# PASSAGE TO READ
Begin
My girlfriend who I have been seeing for 3 months have serious issues!

 

Most of all, she cannot tell anyone about me. It is because she was in a 2 year relationship before and got together with me a few weeks after and although she is crazy about me, cannot tell people because she does not what them to think she went from one relationship to the another.

 

Her past relationship had run its course, they werent seeing much of each other. Instead of having guts and ending it, she just stayed in it because "he hadn't done anything wrong". We became friends and realised there was something, and lets face it, she left him for me.

 

Now come the problems..... I honestly thought she was ready to be in a relationship with me. I told her to take her time and sort herself out then be with me. After a few weeks she couldn't wait any longer. I thought, ok her relationship was done, maybe she is mentally ready, but I will take it slow and careful.

 

Fast forward 3 months to now. It's been fun, with got very close, no girl has ever made me so happy, yet none has made me so sad.There has been an argument every week due to her ex in some way.
End
# DATA LINES
Begin
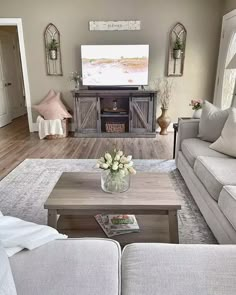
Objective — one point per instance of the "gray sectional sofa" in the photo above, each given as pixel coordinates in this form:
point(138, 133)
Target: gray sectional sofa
point(211, 178)
point(98, 267)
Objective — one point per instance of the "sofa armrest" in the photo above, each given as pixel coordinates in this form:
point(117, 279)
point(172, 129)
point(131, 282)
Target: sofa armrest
point(188, 128)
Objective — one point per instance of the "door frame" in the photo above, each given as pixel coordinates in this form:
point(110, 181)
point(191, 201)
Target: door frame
point(18, 23)
point(226, 17)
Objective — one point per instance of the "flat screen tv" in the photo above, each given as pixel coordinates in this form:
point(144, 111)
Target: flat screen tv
point(115, 65)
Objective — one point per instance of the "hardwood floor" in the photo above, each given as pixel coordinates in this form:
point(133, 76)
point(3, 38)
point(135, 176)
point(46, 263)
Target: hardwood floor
point(18, 144)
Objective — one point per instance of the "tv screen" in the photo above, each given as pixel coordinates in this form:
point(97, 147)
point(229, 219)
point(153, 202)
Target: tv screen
point(115, 65)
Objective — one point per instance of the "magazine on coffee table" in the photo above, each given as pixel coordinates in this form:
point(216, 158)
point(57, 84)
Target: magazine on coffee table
point(114, 225)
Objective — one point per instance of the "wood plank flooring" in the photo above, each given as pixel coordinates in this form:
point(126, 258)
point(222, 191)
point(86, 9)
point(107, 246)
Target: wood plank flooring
point(18, 144)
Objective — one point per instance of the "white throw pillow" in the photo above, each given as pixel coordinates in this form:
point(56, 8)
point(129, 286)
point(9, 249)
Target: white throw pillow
point(212, 122)
point(226, 143)
point(7, 285)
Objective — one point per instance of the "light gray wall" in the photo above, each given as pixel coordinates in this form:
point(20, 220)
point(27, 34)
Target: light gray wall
point(202, 19)
point(229, 5)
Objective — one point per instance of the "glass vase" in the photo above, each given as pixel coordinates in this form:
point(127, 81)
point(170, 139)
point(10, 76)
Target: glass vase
point(114, 182)
point(77, 85)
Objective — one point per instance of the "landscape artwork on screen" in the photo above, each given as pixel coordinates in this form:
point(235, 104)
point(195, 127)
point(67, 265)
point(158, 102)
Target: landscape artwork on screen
point(114, 65)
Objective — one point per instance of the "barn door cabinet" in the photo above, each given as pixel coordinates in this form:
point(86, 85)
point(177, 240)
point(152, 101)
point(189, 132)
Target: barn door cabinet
point(135, 109)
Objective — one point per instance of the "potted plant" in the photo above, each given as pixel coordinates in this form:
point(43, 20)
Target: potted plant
point(196, 105)
point(164, 91)
point(52, 49)
point(76, 77)
point(178, 48)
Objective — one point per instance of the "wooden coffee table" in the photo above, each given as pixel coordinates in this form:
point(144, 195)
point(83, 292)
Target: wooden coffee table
point(79, 195)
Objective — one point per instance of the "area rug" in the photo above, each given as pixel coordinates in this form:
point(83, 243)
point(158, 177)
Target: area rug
point(24, 191)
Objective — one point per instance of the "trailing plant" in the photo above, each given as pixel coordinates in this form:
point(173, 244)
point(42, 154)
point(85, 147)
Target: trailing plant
point(164, 88)
point(196, 104)
point(178, 45)
point(53, 45)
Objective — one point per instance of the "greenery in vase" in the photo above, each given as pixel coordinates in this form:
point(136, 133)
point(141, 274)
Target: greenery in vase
point(76, 77)
point(116, 171)
point(178, 45)
point(117, 162)
point(196, 104)
point(164, 88)
point(53, 45)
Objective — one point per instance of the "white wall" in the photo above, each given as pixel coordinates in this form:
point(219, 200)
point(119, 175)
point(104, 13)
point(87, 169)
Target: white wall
point(202, 19)
point(229, 5)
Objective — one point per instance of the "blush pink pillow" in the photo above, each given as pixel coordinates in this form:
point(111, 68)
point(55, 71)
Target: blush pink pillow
point(50, 95)
point(52, 108)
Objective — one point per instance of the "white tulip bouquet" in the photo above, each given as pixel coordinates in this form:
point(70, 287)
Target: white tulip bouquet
point(117, 162)
point(117, 169)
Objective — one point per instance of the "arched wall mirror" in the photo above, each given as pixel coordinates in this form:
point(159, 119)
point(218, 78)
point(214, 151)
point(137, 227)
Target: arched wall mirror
point(177, 46)
point(53, 50)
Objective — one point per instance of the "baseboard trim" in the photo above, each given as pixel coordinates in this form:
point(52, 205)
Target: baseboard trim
point(71, 127)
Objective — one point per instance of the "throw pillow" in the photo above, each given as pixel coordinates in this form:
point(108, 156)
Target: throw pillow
point(226, 144)
point(50, 94)
point(7, 285)
point(52, 109)
point(212, 122)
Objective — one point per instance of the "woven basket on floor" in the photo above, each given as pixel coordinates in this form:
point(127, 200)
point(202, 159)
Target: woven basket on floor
point(65, 127)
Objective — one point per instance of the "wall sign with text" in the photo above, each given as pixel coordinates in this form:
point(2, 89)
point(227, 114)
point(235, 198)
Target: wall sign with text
point(132, 25)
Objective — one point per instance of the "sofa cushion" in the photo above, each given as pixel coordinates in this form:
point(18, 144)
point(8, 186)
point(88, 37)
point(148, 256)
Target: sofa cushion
point(214, 173)
point(159, 269)
point(212, 122)
point(7, 285)
point(227, 203)
point(73, 266)
point(226, 143)
point(194, 147)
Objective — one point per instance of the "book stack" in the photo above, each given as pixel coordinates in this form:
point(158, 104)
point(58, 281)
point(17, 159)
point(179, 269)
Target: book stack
point(114, 225)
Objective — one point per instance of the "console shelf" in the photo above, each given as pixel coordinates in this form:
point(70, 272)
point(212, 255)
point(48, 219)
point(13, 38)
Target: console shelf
point(90, 117)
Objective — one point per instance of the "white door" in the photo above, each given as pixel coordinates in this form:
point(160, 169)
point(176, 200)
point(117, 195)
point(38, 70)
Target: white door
point(225, 79)
point(5, 113)
point(11, 68)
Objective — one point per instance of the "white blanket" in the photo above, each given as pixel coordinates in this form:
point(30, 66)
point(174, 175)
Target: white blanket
point(49, 127)
point(16, 234)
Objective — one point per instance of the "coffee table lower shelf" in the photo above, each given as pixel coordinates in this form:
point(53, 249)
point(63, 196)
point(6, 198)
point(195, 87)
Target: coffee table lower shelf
point(153, 229)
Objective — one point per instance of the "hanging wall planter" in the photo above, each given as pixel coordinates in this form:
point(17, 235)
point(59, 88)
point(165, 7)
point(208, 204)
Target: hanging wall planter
point(177, 46)
point(177, 53)
point(53, 51)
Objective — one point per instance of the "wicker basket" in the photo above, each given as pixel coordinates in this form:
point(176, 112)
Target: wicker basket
point(115, 127)
point(65, 127)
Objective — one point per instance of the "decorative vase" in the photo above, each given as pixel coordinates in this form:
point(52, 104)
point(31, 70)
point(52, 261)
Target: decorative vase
point(177, 53)
point(53, 54)
point(164, 121)
point(197, 114)
point(77, 85)
point(114, 182)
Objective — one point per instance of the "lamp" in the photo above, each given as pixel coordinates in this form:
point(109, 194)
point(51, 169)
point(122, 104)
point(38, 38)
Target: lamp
point(232, 66)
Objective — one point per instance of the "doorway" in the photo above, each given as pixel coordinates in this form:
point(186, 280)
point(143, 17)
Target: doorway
point(225, 88)
point(15, 98)
point(12, 97)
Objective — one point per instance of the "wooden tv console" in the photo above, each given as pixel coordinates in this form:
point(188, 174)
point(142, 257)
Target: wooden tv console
point(136, 110)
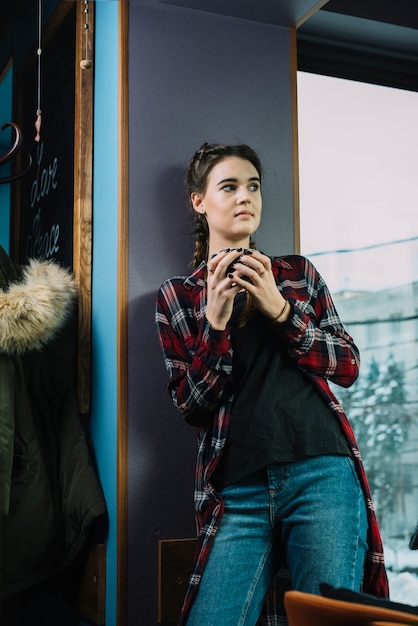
End
# EXERCISE GOAL
Rewrite everything in the relationship post from "Her past relationship" down to "him for me.", replacing "guts" with "courage".

# SOLUTION
Her past relationship had run its course, they werent seeing much of each other. Instead of having courage and ending it, she just stayed in it because "he hadn't done anything wrong". We became friends and realised there was something, and lets face it, she left him for me.